_Reading passage_:
------------------------------------------------------------------------
Saudi Arabia is now the largest arms importer in the world, which is convenient since the United States is the largest dealer.
(shouting) During our visit, the Saudis were keen to show us the wide variety of tools in their kit to help keep its citizens safe from attack.
From suicide bombings to airplane hijackings, they seemed to have every scenario covered.
(men shouting) But while the Saudis have made a very good show of fighting terrorism at home, they've often been accused of supporting extremism abroad.
15 of the 19 hijackers of 9/11 were Saudi nationals, as was Osama bin Laden.
Former Senator Bob Graham led the congressional inquiry into 9/11.
28 pages of this committee's report remain classified.
We spoke to him to find out why.
Who specifically does the report implicate? I can't answer that question since the report is still classified.
I can say that there appeared to be, uh, evidence that Saudi interest, including government interest, were providing financial and other support to at least some and possibly to all of the 19 hijackers who were in the United States.
This very important part of our final report has been withheld now for 13 years, and it is time you and any other interested person would be able to read and form your own judgment as to what this means in terms of the U.
S.
-Saudi relationship.
Suroosh: That relationship, firmly established at the end of World War II, is often characterized as oil for security.
The U.
S.
helps protect the Kingdom from external threats, and in exchange the Saudis provide a secure source of much-needed oil.
The United States spends about $50 billion a year on Saudi oil, but that doesn't necessarily buy their loyalty.
In late 2009, a leaked classified cable sent by then Secretary of State Hillary Clinton said that Even more tellingly, it went on to say that It specifically named notorious extremist organizations like the Taliban, Lashkar-e-Taiba, Hamas, and Al Qaeda, whose branch in Iraq spawned ISIS.
Do you think there is support for terrorism still coming from Saudi Arabia? I think that they were influential in the establishment of what is now ISIS.
Saudi Arabia is a symbol of everything we dislike in terms of a country: autocratic, brutal, willingness to keep its people under medieval subjugation.
And the Saudi government continues to be the primary supporter of one of the most extreme sects of Islam: Wahhabism.
------------------------------------------------------------------------
_Data segment_:
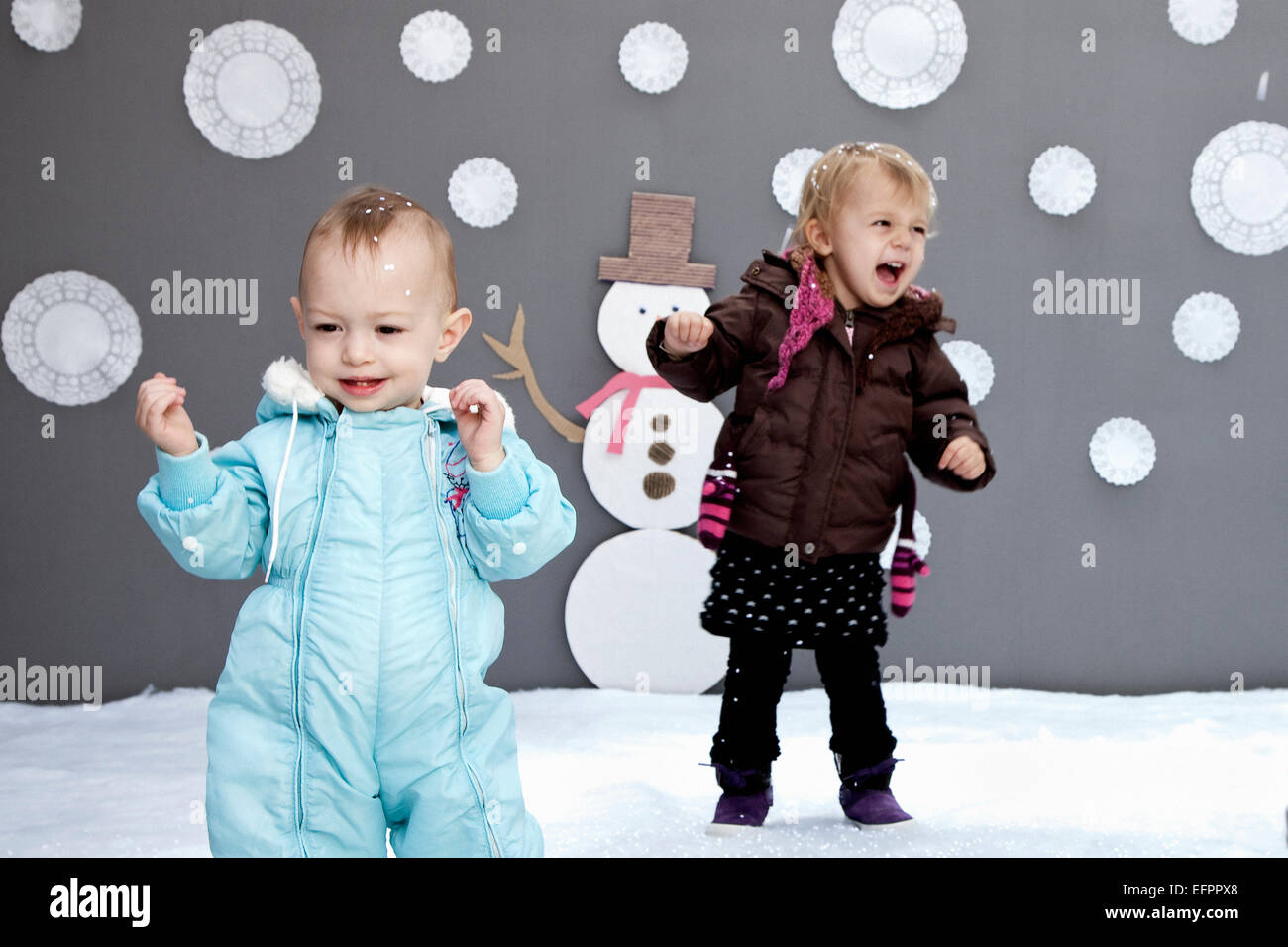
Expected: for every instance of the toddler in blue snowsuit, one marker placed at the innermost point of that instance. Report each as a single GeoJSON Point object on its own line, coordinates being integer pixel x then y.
{"type": "Point", "coordinates": [353, 697]}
------------------------------------------------------------------------
_Required work_:
A - In the passage on Saudi Arabia, how many of the 19 hijackers of 9/11 were Saudi nationals?
B - Write out the passage on Saudi Arabia from "From suicide bombings" up to and including "Osama bin Laden.".
C - Add the next few sentences to the passage on Saudi Arabia, starting after its last sentence.

_Exercise results_:
A - 15

B -
From suicide bombings to airplane hijackings, they seemed to have every scenario covered.
(men shouting) But while the Saudis have made a very good show of fighting terrorism at home, they've often been accused of supporting extremism abroad.
15 of the 19 hijackers of 9/11 were Saudi nationals, as was Osama bin Laden.

C -
Suroosh: Wahhabism is an ultraconservative form of Sunni Islam that calls for a very literal interpretation of the Quran and a strict enforcement of Sharia law, considering non-adherents to be infidels.
It is the dominant form of Islam for both Saudi Arabia and ISIS.
To learn more about it, I spoke to Dr.
Tarek Masoud, a political scientist at Harvard University.
Wahhabism actually has two distinct strands.
You have the strand that we observe with ISIS, right, which is this kind of world-shattering idea that we need to destroy regimes that do not perfectly follow our vision of Islam and we need to erect a caliphate and Islamic state.
And they rely on the same kind of texts that the Saudi regime relies on.
The Saudi regime's version of Wahhabism shares a lot with that, but they believe that as long as the ruler is allowing you to practice Islam, upholds the prayer, upholds these basic tenets of Islam, it is forbidden to rebel against him.
And these different faces of Wahhabism have been promoted by the regime at different times.
For example, during the Soviet invasion of Afghanistan, the Saudis were actively promoting this idea that it is incumbent upon young men to go and wage jihad against the Soviets in Afghanistan.
Suroosh: The most famous of these Saudi jihadis was Osama bin Laden.
But the calls for jihad didn't end there.
(speaking foreign language) Suroosh: Wahhabi clerics in Saudi Arabia made the same public appeal for jihad in the aftermath of the U.
S.
occupations of Iraq and Afghanistan, but this time against Americans.
(man speaking foreign language) Suroosh: It appears these calls have not fallen on deaf ears.
Saudi nationals have consistently been the largest group of foreign fighters joining Al Qaeda's efforts in Iraq since the beginning of the war in 2003.
I spoke with Dr.
Abdul Rahman Al-Hadlaq with the Interior Ministry about whether Wahhabism has any connection to the growth of Islamic extremism.
Does the Wahhabi educational system play a role somehow in these individuals who become extremists? I think there are some people questioning the relationship.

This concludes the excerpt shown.